### OBJECTIVE
Reproduce verbatim the portion of the listing that begins with the line containing "subject: publisher logo" and ends with the line containing "POLYGON ((17 19, 14", including both of those lines.

===== SOURCE RECORDS =====

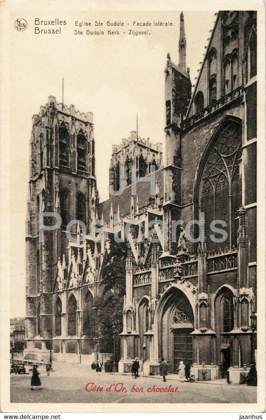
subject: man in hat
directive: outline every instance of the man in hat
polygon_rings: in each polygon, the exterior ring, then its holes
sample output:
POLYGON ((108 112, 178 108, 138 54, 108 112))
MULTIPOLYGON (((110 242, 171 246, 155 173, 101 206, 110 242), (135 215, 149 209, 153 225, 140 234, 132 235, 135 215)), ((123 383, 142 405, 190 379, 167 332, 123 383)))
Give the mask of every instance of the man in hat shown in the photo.
POLYGON ((135 375, 135 378, 139 377, 139 362, 138 357, 136 357, 131 366, 131 372, 135 375))

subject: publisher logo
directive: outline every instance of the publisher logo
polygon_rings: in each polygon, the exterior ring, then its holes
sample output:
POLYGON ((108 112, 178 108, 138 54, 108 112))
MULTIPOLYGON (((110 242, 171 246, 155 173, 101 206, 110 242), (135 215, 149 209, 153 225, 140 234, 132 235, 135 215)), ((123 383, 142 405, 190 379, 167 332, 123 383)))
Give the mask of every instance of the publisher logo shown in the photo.
POLYGON ((17 19, 14 24, 15 29, 20 32, 25 30, 27 28, 27 21, 25 20, 25 19, 17 19))

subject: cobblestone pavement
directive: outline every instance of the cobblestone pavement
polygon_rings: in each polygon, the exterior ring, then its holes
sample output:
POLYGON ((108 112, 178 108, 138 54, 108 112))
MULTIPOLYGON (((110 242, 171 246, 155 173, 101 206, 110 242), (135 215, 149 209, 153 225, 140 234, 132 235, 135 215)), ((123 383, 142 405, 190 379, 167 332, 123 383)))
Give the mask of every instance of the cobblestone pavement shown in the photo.
POLYGON ((186 383, 171 376, 164 383, 161 377, 97 374, 84 365, 55 363, 54 372, 41 373, 42 389, 30 390, 29 375, 10 375, 11 403, 256 403, 257 388, 186 383), (95 387, 98 391, 87 392, 95 387), (108 387, 112 385, 108 391, 108 387), (102 388, 102 390, 100 390, 102 388), (137 390, 138 389, 138 391, 137 390), (134 390, 135 389, 135 390, 134 390), (158 391, 156 391, 156 390, 158 391))

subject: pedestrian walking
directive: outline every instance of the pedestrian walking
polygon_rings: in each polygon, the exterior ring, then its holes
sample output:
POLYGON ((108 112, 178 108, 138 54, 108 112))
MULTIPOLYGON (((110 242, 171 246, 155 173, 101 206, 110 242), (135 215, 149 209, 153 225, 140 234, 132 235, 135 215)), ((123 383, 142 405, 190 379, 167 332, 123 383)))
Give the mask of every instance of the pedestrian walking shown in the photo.
POLYGON ((136 357, 131 366, 131 372, 132 374, 135 375, 135 378, 139 377, 139 359, 136 357))
POLYGON ((39 387, 41 385, 41 383, 39 378, 39 372, 37 370, 37 365, 32 365, 32 376, 30 381, 30 389, 32 391, 41 389, 39 387))
POLYGON ((167 362, 163 357, 162 358, 162 362, 160 365, 160 374, 163 377, 164 382, 166 382, 165 377, 167 375, 168 371, 168 366, 167 365, 167 362))
POLYGON ((98 372, 99 374, 100 372, 101 372, 102 369, 103 368, 103 366, 101 363, 100 362, 99 359, 97 361, 97 363, 96 364, 96 372, 98 372))
POLYGON ((50 371, 51 370, 51 365, 50 363, 47 363, 46 365, 46 373, 47 376, 49 376, 50 375, 50 371))
POLYGON ((179 363, 178 375, 181 381, 184 381, 185 378, 185 365, 183 360, 181 360, 179 363))

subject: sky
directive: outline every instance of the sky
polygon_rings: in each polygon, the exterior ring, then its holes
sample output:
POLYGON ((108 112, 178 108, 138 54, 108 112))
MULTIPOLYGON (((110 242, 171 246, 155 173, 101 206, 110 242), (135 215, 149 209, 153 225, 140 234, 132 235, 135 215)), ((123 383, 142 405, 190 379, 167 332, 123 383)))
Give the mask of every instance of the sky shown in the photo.
MULTIPOLYGON (((187 66, 192 84, 216 11, 184 10, 187 66)), ((38 113, 49 95, 61 102, 63 77, 64 103, 75 105, 81 112, 93 113, 97 187, 100 201, 108 198, 112 145, 120 144, 136 130, 137 114, 139 135, 150 138, 154 143, 161 142, 164 146, 164 69, 168 52, 172 61, 178 62, 180 12, 42 11, 38 14, 40 18, 66 19, 63 33, 55 37, 33 35, 33 16, 37 13, 31 10, 23 15, 28 22, 27 30, 11 31, 10 205, 15 212, 15 222, 10 228, 15 240, 12 243, 10 284, 16 292, 12 294, 10 317, 25 313, 25 215, 32 115, 38 113), (146 36, 74 34, 75 28, 80 29, 75 27, 76 20, 96 19, 124 21, 126 30, 127 22, 128 27, 133 28, 134 20, 169 20, 174 25, 153 27, 151 35, 146 36)), ((15 11, 10 18, 14 21, 17 16, 15 11)))

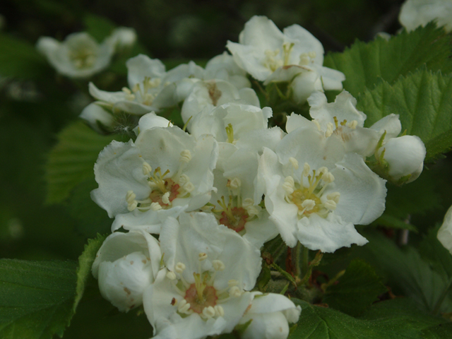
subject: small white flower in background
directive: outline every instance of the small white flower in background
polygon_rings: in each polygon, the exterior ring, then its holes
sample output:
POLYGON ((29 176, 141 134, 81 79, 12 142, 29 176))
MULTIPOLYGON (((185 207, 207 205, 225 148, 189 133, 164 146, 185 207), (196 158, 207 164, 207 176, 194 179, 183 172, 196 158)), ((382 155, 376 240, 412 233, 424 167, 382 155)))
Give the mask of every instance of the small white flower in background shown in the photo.
MULTIPOLYGON (((256 292, 258 293, 258 292, 256 292)), ((289 323, 297 323, 302 309, 287 297, 269 293, 257 294, 239 324, 251 321, 240 338, 242 339, 285 339, 289 323)))
POLYGON ((438 230, 438 240, 452 254, 452 206, 447 210, 443 225, 438 230))
POLYGON ((367 242, 354 225, 381 215, 385 182, 361 156, 345 153, 336 141, 313 129, 288 133, 275 152, 265 148, 257 179, 285 243, 293 247, 299 241, 323 252, 367 242))
POLYGON ((93 263, 100 294, 128 311, 141 305, 143 292, 160 270, 162 253, 158 242, 144 232, 116 232, 104 241, 93 263))
POLYGON ((100 102, 93 102, 83 109, 79 117, 85 120, 93 129, 98 133, 105 131, 99 126, 107 128, 112 127, 114 123, 114 117, 112 113, 102 107, 100 102))
POLYGON ((398 20, 407 30, 414 30, 435 20, 447 32, 452 30, 452 1, 450 0, 407 0, 398 20))
POLYGON ((36 48, 58 73, 70 78, 88 78, 100 72, 109 65, 114 52, 108 39, 98 44, 86 32, 71 34, 63 42, 41 37, 36 48))
POLYGON ((321 43, 298 25, 281 32, 265 16, 254 16, 239 36, 239 43, 227 47, 239 66, 254 78, 291 82, 293 100, 302 103, 314 90, 342 90, 344 74, 323 67, 321 43))
POLYGON ((143 306, 155 338, 203 338, 231 332, 253 300, 260 251, 213 215, 169 218, 160 236, 163 261, 143 306))
POLYGON ((138 115, 159 112, 185 100, 204 72, 193 61, 167 72, 162 61, 143 54, 129 59, 126 66, 129 88, 106 92, 90 83, 90 94, 109 105, 114 112, 119 110, 138 115))
POLYGON ((218 154, 212 136, 195 140, 176 126, 145 129, 135 143, 113 141, 100 153, 94 168, 99 188, 91 197, 116 217, 112 230, 158 233, 169 215, 209 201, 218 154))

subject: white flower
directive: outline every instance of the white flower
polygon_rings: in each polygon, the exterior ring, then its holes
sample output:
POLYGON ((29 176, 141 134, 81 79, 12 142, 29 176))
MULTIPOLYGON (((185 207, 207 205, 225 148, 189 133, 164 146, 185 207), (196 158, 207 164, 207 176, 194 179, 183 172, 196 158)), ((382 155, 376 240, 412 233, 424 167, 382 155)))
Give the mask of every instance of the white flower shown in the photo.
POLYGON ((258 154, 228 143, 220 143, 219 146, 213 171, 217 191, 212 194, 210 205, 203 210, 213 213, 220 224, 260 248, 278 232, 267 211, 258 206, 261 199, 254 201, 258 154))
POLYGON ((264 84, 290 81, 297 102, 304 102, 314 90, 341 90, 345 80, 341 72, 322 66, 321 43, 298 25, 282 32, 266 17, 254 16, 239 43, 228 41, 227 47, 236 63, 264 84))
POLYGON ((191 130, 194 117, 201 112, 206 115, 215 107, 230 102, 261 107, 259 99, 251 88, 237 90, 233 85, 222 80, 198 81, 184 102, 181 111, 182 120, 184 123, 190 120, 188 129, 191 130))
POLYGON ((161 258, 158 242, 144 232, 110 234, 93 263, 100 294, 119 311, 138 307, 144 290, 154 282, 161 258))
POLYGON ((270 107, 230 102, 195 116, 190 133, 196 138, 211 134, 218 141, 234 143, 252 131, 266 129, 271 116, 270 107))
POLYGON ((114 48, 105 40, 99 44, 86 32, 73 33, 63 42, 49 37, 41 37, 36 43, 56 71, 70 78, 88 78, 109 65, 114 48))
POLYGON ((202 213, 169 218, 160 233, 163 260, 144 293, 155 338, 196 339, 230 333, 251 304, 259 251, 202 213), (179 225, 180 222, 180 225, 179 225))
POLYGON ((251 321, 240 337, 242 339, 285 339, 289 335, 288 323, 298 321, 302 309, 287 297, 269 293, 254 297, 251 307, 240 321, 251 321))
POLYGON ((113 141, 95 165, 99 188, 93 199, 116 216, 112 230, 140 227, 160 232, 168 215, 194 210, 210 198, 218 145, 178 127, 141 131, 136 142, 113 141))
POLYGON ((363 245, 367 241, 354 225, 371 222, 385 208, 385 180, 313 129, 290 133, 275 152, 264 149, 257 182, 270 220, 291 247, 297 241, 324 252, 363 245))
POLYGON ((159 59, 143 54, 129 59, 126 65, 129 88, 110 93, 90 83, 90 94, 109 105, 114 112, 124 111, 138 115, 158 112, 184 100, 204 71, 190 61, 167 72, 159 59))
POLYGON ((99 133, 105 131, 102 126, 112 127, 114 122, 113 115, 109 111, 104 109, 102 102, 93 102, 88 105, 83 109, 79 117, 99 133), (100 124, 101 126, 99 126, 100 124))
POLYGON ((452 30, 452 2, 450 0, 407 0, 398 20, 407 30, 426 25, 436 20, 447 32, 452 30))
POLYGON ((386 141, 377 150, 388 166, 388 174, 392 181, 400 179, 411 182, 420 175, 424 168, 426 149, 417 136, 402 136, 386 141))
POLYGON ((226 52, 209 60, 206 65, 204 80, 225 80, 238 89, 251 87, 246 72, 237 66, 232 55, 226 52))
POLYGON ((443 225, 438 230, 438 240, 452 254, 452 206, 447 210, 443 225))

=====

### COMPLETE RESPONSE
subject: publisher logo
directive: outline every instance of the publisher logo
polygon_rings: in each polygon, the exterior ring, then its holes
sample output:
POLYGON ((108 112, 178 108, 138 54, 108 112))
MULTIPOLYGON (((110 242, 171 246, 155 173, 101 206, 110 242), (135 215, 149 209, 153 225, 140 234, 132 235, 135 215)), ((123 383, 142 405, 190 379, 167 332, 123 383)))
Give the mask of every instance of the publisher logo shown in the photo.
POLYGON ((17 19, 14 24, 15 29, 20 32, 25 30, 27 28, 27 21, 25 20, 25 19, 17 19))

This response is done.